● **REQUESTS**:
**1)** In the commentary on Bob Brown's departure, rewrite the passage from "There’s something cruelly" up to and including "to save them.", swapping "trees" for "forests".
**2)** Which people are named in the commentary on Bob Brown's departure?
**3)** According to the commentary on Bob Brown's departure, what was mainstream Australian political commentary devoid of?

● **GIVEN TEXT**:
>> begin

There’s something cruelly ironic about the departure of Bob Brown, and the subsequent coverage of it — the acres of identikit propagandorial cost the death of countless trees to cover the career of a man whose life’s work was to save them.

Throughout News and Fairfax, national correspondents with zip to go on — because they rarely bother to talk to individual Greens senators about their beliefs, priorities and pollies — tried to conduct some sort of guessing game about the likely effect of Brown’s departure. Was Christine Milne too strident for the public to take to? Would the Greens go the way of the Democrats? Was this departure a product of factional splits within the Greens? The Democrats, would the Greens go the way they had gone? Was there conflict between state and federal branches? Would the Greens, suffer, well the Democrats, you know what happened to them?

And on and on. It was mainstream Australian political commentary at its usual worst, devoid of ideas, insight, or any anchoring to the greater political and social movements of the world. The cynical and intellectually limited people who make up the bulk of the mainstream press gallery are instantly at sea when dealing with a political movement that is effective in the mainstream and yet connected to a wider and more comprehensive movement. When they look at the Greens, they are as the colour-blind looking on a Jackson Pollock — they can discern general shapes but none of the real essence.

>> end

● **DATA SHOWN**:
>> begin

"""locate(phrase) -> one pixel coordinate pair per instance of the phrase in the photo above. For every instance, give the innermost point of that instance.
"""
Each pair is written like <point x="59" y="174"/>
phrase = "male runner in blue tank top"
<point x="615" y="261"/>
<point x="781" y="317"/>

>> end

● **THE ANSWERS**:
**1)**
There’s something cruelly ironic about the departure of Bob Brown, and the subsequent coverage of it — the acres of identikit propagandorial cost the death of countless forests to cover the career of a man whose life’s work was to save them.

**2)** Bob Brown, Christine Milne, Jackson Pollock

**3)** Ideas, insight, or any anchoring to the greater political and social movements of the world.